● PROBLEM:
Each line from the opening of the records that follow to the line with "box: [0, 453, 500, 750]" needs to be written out exactly. Add nothing.

● INFORMATION GIVEN:
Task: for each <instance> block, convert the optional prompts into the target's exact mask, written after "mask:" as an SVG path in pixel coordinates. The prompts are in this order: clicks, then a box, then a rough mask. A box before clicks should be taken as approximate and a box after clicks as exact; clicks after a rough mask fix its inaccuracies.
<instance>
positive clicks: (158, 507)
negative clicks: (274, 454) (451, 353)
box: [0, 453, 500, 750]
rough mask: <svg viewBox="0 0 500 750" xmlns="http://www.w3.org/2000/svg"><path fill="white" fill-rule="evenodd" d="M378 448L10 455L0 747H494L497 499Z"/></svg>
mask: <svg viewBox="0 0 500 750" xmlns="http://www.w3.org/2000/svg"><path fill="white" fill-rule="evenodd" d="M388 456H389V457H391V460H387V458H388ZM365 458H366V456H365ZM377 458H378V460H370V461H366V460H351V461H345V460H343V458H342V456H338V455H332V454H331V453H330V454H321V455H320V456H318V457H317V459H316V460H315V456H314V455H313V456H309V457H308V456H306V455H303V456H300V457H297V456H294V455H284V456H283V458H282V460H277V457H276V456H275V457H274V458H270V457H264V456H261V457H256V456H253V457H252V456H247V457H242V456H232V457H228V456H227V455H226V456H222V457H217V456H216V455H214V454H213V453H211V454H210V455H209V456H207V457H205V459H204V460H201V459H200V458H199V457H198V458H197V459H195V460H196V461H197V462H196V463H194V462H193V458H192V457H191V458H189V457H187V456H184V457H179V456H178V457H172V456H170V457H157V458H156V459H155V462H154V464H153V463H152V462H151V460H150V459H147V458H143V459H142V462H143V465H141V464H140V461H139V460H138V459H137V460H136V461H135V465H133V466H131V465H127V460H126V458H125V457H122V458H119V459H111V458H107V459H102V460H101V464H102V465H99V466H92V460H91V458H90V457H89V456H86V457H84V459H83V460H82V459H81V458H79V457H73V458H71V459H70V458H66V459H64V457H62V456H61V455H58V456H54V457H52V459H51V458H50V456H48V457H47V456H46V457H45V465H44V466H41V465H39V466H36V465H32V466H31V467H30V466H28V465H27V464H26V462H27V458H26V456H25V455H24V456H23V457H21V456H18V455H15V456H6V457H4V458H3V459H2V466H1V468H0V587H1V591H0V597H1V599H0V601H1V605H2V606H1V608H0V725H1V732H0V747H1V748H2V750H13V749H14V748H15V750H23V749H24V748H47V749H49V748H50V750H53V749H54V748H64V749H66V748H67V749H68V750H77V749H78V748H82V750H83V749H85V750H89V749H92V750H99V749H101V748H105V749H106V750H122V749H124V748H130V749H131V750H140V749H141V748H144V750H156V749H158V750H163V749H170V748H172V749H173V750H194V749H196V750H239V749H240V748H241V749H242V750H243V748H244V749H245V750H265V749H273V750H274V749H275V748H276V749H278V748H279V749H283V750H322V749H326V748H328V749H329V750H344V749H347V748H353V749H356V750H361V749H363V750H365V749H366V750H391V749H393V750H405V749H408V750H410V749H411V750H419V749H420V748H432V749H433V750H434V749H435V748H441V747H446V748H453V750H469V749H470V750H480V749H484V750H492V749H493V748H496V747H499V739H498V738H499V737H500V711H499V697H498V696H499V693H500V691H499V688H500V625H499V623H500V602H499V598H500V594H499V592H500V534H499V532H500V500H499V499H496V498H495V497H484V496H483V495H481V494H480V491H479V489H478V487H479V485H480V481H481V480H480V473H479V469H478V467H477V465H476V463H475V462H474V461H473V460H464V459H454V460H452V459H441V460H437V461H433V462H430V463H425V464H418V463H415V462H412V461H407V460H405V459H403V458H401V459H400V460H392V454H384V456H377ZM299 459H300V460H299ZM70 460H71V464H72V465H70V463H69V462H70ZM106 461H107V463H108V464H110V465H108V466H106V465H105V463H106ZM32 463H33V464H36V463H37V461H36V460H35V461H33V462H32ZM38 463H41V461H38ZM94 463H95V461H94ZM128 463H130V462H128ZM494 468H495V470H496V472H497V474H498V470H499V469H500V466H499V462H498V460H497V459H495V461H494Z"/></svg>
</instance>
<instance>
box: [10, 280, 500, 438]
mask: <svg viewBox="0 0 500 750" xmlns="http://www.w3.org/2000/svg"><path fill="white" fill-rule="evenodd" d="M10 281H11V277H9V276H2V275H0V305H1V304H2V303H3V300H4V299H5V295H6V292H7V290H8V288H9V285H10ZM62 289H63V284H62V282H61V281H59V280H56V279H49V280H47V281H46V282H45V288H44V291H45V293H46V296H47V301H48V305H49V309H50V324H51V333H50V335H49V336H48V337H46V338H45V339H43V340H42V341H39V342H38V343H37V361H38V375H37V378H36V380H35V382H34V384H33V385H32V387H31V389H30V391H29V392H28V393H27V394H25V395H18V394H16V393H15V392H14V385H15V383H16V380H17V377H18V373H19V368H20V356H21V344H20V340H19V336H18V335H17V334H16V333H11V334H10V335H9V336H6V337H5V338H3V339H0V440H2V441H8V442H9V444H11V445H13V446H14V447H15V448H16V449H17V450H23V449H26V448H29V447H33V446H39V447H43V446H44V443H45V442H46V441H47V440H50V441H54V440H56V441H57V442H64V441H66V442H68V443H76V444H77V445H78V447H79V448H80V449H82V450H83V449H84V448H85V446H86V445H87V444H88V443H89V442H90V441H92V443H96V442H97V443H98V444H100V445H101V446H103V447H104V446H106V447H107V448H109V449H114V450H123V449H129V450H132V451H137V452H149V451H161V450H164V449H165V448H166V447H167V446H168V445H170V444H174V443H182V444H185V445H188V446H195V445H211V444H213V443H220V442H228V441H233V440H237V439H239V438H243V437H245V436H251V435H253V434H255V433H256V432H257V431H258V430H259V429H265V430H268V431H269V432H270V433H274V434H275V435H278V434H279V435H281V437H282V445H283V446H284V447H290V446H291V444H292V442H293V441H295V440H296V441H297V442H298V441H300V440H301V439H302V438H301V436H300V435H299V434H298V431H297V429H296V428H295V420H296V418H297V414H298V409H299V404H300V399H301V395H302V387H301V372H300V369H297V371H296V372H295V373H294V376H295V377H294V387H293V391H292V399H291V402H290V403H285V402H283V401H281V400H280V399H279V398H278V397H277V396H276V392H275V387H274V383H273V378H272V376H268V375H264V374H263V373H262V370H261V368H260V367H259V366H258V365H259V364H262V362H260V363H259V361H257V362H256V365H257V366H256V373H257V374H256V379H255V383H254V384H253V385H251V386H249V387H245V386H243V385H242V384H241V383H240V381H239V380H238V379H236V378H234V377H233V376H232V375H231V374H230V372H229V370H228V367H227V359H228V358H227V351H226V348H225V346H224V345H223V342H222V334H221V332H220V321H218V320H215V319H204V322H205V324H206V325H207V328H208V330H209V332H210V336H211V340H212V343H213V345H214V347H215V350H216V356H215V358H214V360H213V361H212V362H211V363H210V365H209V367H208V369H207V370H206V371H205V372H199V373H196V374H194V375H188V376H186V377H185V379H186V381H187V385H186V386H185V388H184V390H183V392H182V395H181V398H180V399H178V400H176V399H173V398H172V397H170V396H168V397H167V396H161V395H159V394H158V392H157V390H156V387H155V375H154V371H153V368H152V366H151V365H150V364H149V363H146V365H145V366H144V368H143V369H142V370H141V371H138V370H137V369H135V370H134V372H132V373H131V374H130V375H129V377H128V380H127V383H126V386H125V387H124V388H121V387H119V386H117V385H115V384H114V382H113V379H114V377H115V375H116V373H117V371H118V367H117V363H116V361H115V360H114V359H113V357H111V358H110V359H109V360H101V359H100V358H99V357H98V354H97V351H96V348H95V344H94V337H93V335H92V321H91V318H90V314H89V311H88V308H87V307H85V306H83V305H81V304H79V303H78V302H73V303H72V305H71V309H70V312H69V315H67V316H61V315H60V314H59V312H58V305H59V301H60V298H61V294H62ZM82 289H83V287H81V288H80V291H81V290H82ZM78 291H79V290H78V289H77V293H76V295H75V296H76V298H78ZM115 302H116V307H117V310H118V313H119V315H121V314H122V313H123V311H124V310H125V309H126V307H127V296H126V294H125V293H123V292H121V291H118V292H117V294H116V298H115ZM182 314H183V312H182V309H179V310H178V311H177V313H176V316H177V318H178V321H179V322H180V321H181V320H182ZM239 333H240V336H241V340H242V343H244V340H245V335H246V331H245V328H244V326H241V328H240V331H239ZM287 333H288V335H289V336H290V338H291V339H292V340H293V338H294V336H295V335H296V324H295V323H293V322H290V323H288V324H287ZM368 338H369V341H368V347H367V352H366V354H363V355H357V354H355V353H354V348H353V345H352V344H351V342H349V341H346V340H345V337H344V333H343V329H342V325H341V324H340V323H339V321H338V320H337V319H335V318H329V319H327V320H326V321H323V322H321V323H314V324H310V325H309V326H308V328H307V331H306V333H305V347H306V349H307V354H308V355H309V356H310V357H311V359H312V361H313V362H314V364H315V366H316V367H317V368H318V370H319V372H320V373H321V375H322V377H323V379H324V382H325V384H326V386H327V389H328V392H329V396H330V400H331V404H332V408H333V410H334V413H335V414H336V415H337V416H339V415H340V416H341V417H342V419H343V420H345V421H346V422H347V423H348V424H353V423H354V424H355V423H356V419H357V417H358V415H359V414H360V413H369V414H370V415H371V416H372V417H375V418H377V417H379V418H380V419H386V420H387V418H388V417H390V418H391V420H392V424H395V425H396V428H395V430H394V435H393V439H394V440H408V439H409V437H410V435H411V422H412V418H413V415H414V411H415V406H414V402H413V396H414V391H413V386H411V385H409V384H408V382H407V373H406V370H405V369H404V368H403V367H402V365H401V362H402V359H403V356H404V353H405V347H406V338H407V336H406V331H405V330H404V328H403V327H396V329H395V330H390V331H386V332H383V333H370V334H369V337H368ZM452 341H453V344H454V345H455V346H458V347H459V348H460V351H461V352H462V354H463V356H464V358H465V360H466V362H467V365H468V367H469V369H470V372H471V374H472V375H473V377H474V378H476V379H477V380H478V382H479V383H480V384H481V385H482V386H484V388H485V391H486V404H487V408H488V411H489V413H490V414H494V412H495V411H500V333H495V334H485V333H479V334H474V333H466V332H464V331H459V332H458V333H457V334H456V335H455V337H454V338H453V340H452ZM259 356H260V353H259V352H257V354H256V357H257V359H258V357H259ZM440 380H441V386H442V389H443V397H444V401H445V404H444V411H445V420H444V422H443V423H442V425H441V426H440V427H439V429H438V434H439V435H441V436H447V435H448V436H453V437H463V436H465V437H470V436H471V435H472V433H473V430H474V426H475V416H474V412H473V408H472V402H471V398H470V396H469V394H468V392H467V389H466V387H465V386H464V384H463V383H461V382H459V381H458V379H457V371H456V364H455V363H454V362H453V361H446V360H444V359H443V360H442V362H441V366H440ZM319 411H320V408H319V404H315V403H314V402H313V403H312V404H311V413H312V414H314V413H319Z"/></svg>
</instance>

● ANSWER TO THE PROBLEM:
Task: for each <instance> block, convert the optional prompts into the target's exact mask, written after "mask:" as an SVG path in pixel coordinates. The prompts are in this order: clicks, then a box, then a rough mask. A box before clicks should be taken as approximate and a box after clicks as exact; clicks after a rough mask fix its inaccuracies.
<instance>
positive clicks: (158, 507)
negative clicks: (274, 454) (451, 353)
box: [0, 453, 500, 750]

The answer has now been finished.